*PROBLEM DESCRIPTION*: Collect each line in the records below that contains the word "space", and copy those lines out in full.

*MATERIAL PROVIDED*:
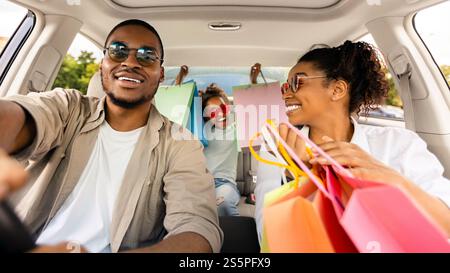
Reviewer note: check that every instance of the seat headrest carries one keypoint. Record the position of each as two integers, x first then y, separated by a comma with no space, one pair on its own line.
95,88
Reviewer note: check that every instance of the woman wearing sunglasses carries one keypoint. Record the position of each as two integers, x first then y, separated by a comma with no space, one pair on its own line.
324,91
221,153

==

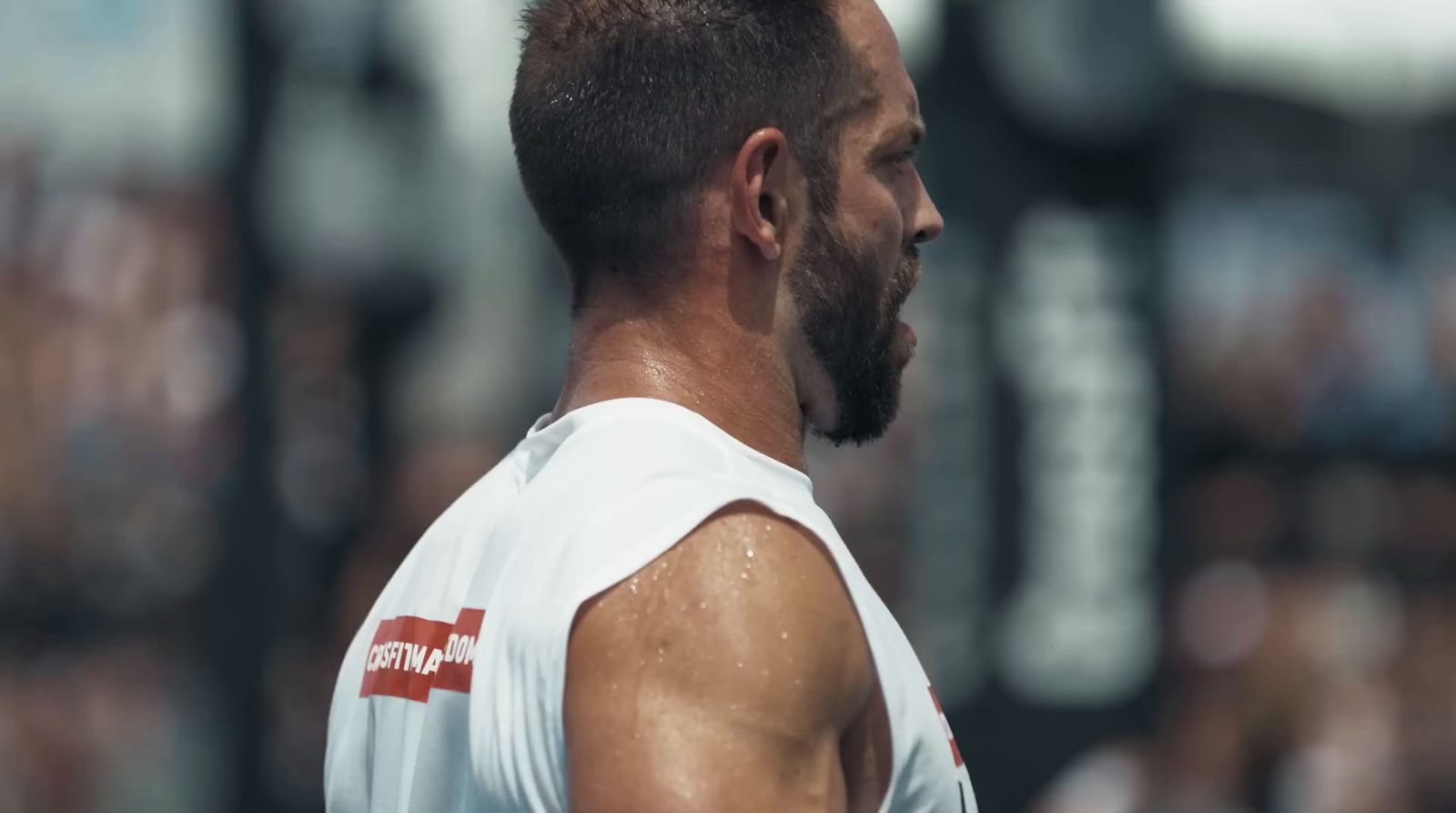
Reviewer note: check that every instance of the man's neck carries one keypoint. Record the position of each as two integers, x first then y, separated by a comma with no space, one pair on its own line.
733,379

*TASK RESULT*:
Reviewer note: check that every instance of the seat headrest carries one keypoint. Record the position of each as two integers, x first then y, separated by a comma with no space, one pair on its own line.
Reviewer note: check that every instance of the woman wearing sunglasses carries one keypoint. Record the position of each as two integers, x first then y, separated by a comma with no space, one pair on its own line.
Reviewer note: check that every instance of the man's neck carries one keypoint. Record the position of each as two integers, x first then y, separated by a comma with no space, one pair on its own line.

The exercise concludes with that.